STATED EXERCISE: Give back only the part of the records that opens with the line containing "Keypoint placement for each instance of the rocky" and closes with the line containing "Keypoint placement for each instance of the green", with "thickest part" changed to "widest part" and everything else left as it is.

MATERIAL:
____
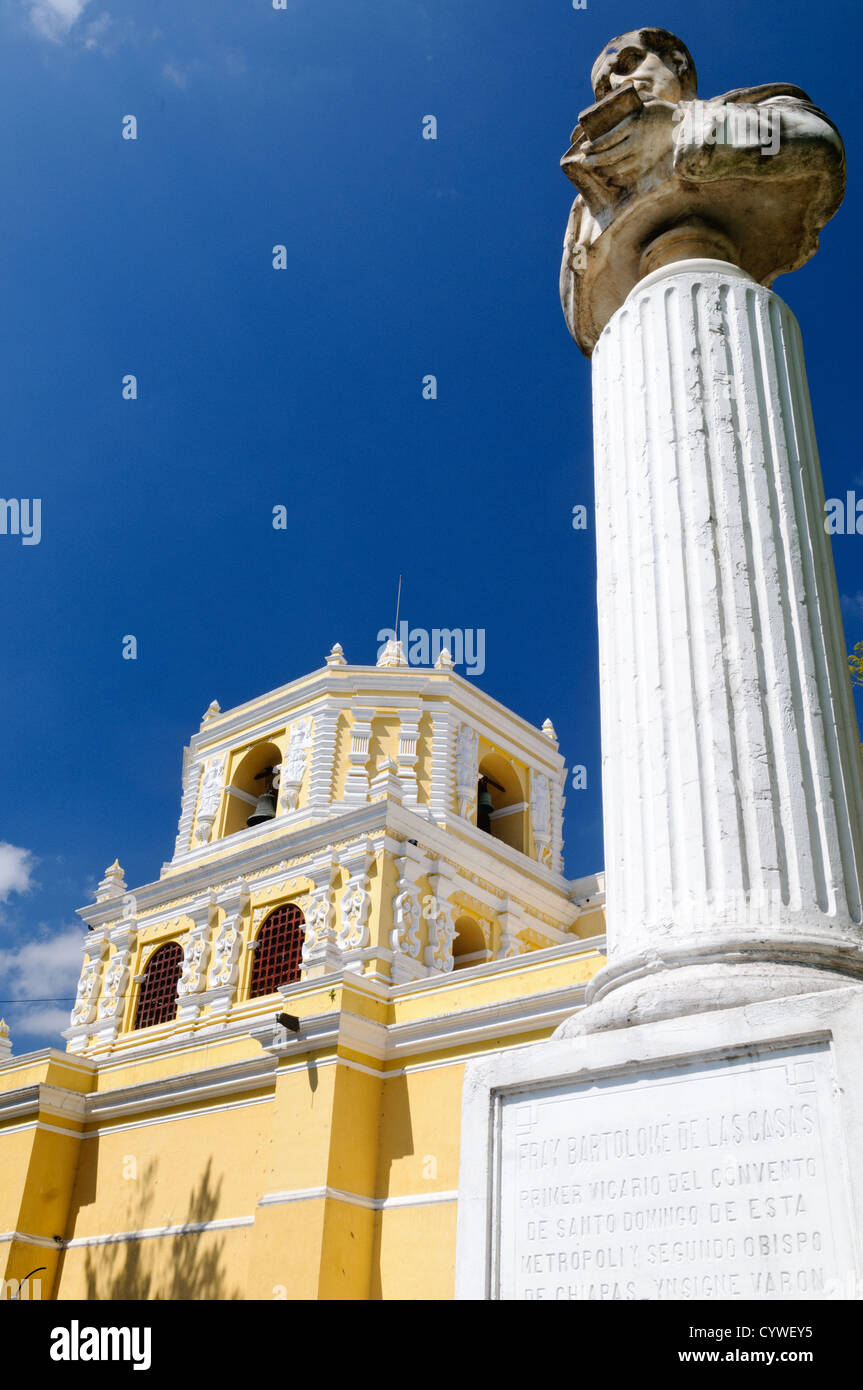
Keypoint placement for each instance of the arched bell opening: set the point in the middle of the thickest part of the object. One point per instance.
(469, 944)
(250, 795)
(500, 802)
____
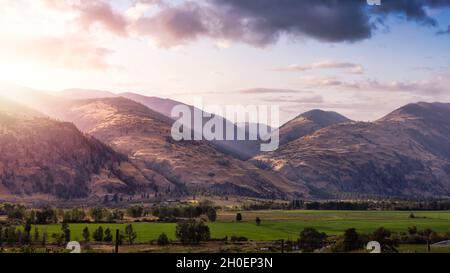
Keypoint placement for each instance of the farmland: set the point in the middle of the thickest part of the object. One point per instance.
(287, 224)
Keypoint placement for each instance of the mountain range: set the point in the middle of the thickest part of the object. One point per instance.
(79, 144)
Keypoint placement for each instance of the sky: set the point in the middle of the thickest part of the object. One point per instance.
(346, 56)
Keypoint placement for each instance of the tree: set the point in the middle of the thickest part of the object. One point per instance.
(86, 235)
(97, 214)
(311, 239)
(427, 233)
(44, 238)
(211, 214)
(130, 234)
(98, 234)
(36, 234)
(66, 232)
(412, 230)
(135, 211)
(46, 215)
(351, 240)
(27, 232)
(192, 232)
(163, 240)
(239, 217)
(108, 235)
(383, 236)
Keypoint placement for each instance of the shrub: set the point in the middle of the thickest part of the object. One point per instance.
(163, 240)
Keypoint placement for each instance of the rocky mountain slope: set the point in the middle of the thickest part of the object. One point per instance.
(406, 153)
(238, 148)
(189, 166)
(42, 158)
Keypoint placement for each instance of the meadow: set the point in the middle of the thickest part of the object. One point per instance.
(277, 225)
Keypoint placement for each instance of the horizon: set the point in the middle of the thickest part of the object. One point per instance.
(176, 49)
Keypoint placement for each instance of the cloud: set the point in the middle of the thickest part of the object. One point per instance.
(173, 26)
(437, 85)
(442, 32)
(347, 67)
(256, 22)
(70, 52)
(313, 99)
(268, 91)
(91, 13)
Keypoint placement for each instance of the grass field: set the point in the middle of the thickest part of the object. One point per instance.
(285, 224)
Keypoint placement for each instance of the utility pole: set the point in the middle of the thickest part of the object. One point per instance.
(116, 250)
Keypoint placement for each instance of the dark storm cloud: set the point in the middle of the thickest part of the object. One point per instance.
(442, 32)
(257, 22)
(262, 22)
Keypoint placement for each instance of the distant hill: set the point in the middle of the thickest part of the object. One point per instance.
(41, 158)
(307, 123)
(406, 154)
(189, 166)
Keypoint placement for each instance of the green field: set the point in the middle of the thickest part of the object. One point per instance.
____
REPLY TO THE EXERCISE:
Keypoint placement for each instance of the rocky mountain slope: set the point in the middle of the widest part of the object. One point per instance.
(406, 153)
(238, 148)
(189, 166)
(42, 158)
Keypoint placement for each instance of the meadow: set the point in the middle of the widest part of the object. One point per instance.
(277, 225)
Keypoint placement for each instance of the horizon: set the point in the middle of the widest part of the object. One point per instance.
(176, 49)
Keypoint placement for each instance of the cloud: set the point in the middle of the widest part of the object. One point per instance.
(173, 26)
(437, 85)
(442, 32)
(347, 67)
(256, 22)
(70, 52)
(313, 99)
(268, 91)
(91, 13)
Keypoint placement for each instance of the grass field: set the point in the middle of the widest part of the object. One point per instance.
(285, 224)
Keypoint placement for each instance of the utility pole: set the point in the middle of the widest part of the object. One point per instance.
(116, 250)
Keypoint placement for each instance of the dark storm cloud: set the point in the middle of the widest part of the object. One point per instance.
(442, 32)
(257, 22)
(262, 22)
Keypoint placement for each instance of the distant hill: set the point in the middle of the widest part of the object. One point per instance.
(41, 158)
(307, 123)
(406, 154)
(189, 166)
Keypoint placement for each instance of the green field: set the point in the middle of the widest part of the object. One point per instance.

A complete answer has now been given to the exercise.